▶ Exercise:
Keep the pictures out of the copy and repeat the records exactly.

▶ Entries provided:
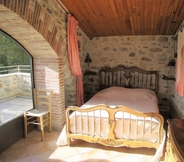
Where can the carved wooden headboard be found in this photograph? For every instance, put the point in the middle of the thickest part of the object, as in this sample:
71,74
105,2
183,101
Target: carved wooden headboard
131,77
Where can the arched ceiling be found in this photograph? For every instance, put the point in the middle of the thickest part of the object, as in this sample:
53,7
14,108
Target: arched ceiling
126,17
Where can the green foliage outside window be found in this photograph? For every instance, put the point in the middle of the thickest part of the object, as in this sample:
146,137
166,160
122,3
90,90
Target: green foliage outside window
11,53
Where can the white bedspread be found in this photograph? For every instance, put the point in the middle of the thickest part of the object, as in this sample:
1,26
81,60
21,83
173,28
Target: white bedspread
142,100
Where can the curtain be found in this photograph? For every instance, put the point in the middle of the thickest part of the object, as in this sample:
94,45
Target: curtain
73,54
180,87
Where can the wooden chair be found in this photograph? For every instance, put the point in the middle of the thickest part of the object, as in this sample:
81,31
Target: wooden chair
41,115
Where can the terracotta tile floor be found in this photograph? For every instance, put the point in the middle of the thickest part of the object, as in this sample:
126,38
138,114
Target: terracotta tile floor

▶ Final result:
Where can the carved wooden headboard be found in this photograph? For every instance, put the point in the middle of the thickest part of the object, as in this sample:
71,74
105,2
183,101
Target: carved wooden headboard
131,77
Where can the arched ceiling be found in this photograph? For every instance, put the point in the middle of the thickest part of the object, as in this sample:
53,7
14,108
Target: arched ceiling
126,17
Where can the green foliage outside window be found in this photograph? For every instance, put the point in the middle of the thickest part of the object, as in this sample:
146,137
166,160
122,3
90,90
Target: green foliage outside window
11,53
Where can the white bedspread be found in this photograph? For every instance, put the point in the middle of the thickest part of the object, as in this sample:
1,26
81,60
21,83
173,28
Target: white bedspread
142,100
Where can the curtain be found in this photograph? For every instance, put the point in the middle of the thickest part of the object, as in this sample:
94,45
Target: curtain
73,54
180,87
Where can the wooden chair be found in this photograph? For every instance, put the point in the middle of the thickest part of the object, as in this sample:
81,31
Target: wooden chair
41,115
Where can the terracotta tile floor be found in this photograph? For every instance, put the point in the middle of the thickest part of the object, as in this sample:
126,38
138,114
Target: terracotta tile floor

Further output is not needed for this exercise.